*To be done*.
a: In the sync modes text, where does incremental mode get its start_date?
b: Continue the sync modes text from where it stops.

Sync Modes

Bizon supports three sync modes that determine how data is extracted from sources. Choose the right mode based on your data freshness requirements and source capabilities.

Overview

Mode	Creates New Job	Resumes From	Best For
`full_refresh`	Yes, every run	Beginning	Small datasets, complete snapshots
`incremental`	Yes, every run	Last sync timestamp	Large datasets, append-only data
`stream`	No, reuses job	Last committed offset	Real-time data, Kafka/queues

Full Refresh

Full refresh mode syncs all data from the source on every run.

source:
  name: hubspot
  stream: contacts
  sync_mode: full_refresh

How it works:

Creates a new StreamJob each run
Extracts all records from the source
Continues until pagination is exhausted
Marks job as SUCCEEDED or FAILED

Use cases:

Small to medium datasets where full extraction is fast
Data that changes unpredictably (no reliable timestamp)
Initial loads before switching to incremental
Sources that don’t support incremental queries

Considerations:

Higher data transfer costs for large datasets
Longer sync times as data grows
Destination must handle duplicate/updated records

Incremental

Incremental mode only syncs new or updated records since the last successful sync.

source:
  name: hubspot
  stream: contacts
  sync_mode: incremental

How it works:

Gets the start_date from the last successful StreamJob
Creates a new StreamJob
Queries source for records updated after start_date
Syncs until pagination is exhausted
Stores the new sync timestamp for next run

Use cases:

Large datasets where full refresh is too slow
Append-only data (logs, events, transactions)

*Extracted information*.
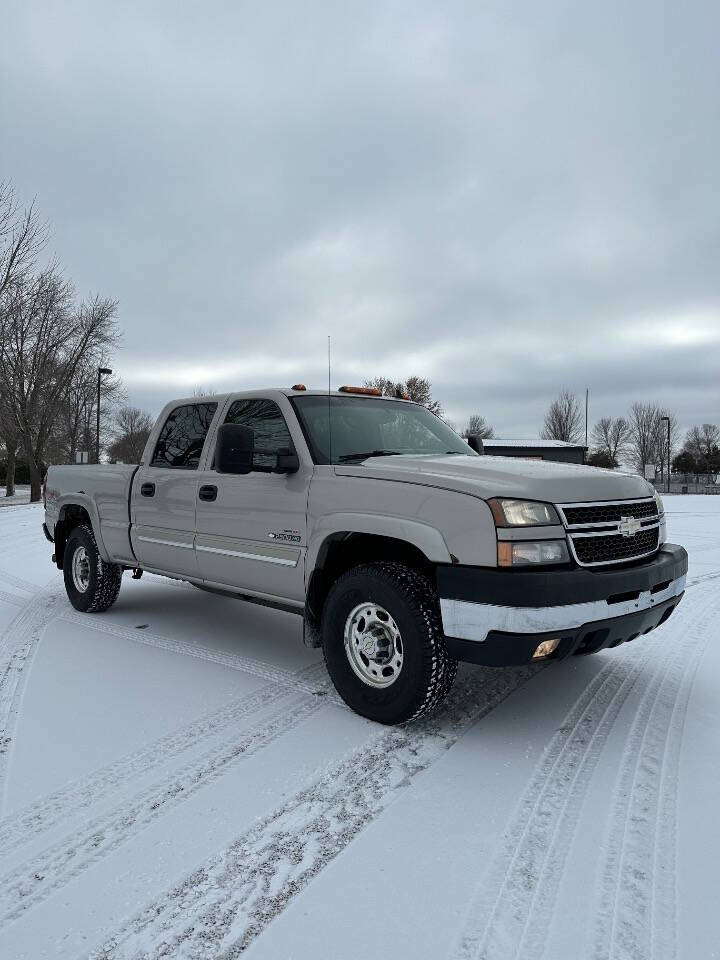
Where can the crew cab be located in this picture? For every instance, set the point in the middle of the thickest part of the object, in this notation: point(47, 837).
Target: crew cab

--

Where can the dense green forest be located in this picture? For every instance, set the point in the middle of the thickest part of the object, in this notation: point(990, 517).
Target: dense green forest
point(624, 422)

*Solved tasks*.
a: From the last successful StreamJob.

b:
APIs with efficient date-filtered queries
Cost optimization for metered APIs

Requirements:

Source must implement get_records_after() method
Source API must support filtering by modification date
Check stream support with bizon stream list <source>

Configuration:

source:
  name: hubspot
  stream: contacts
  sync_mode: incremental
  # Optional: force restart from scratch
  force_ignore_checkpoint: false

Considerations:

Relies on source’s timestamp accuracy
Deleted records may not be captured
First run behaves like full refresh

Stream

Stream mode enables continuous, real-time data ingestion with offset tracking.

source:
  name: kafka
  stream: topic
  sync_mode: stream

How it works:

Uses a single, persistent RUNNING StreamJob
Tracks offsets/positions in the source system
Commits progress periodically to backend
Runs continuously until stopped
Resumes from last committed offset on restart

Use cases:

Real-time data pipelines
Kafka/Redpanda topic consumption
Event streaming architectures
Low-latency data delivery

Configuration:

source:
  name: kafka
  stream: topic
  sync_mode: stream
  bootstrap_servers: kafka:9092
  group_id: my-consumer-group
  topics:
    - name: events
      destination_id: project.dataset.events

engine:
  runner:
    type: stream  # Use stream runner for continuous operation

Considerations:

Requires stream-capable source (Kafka, RabbitMQ)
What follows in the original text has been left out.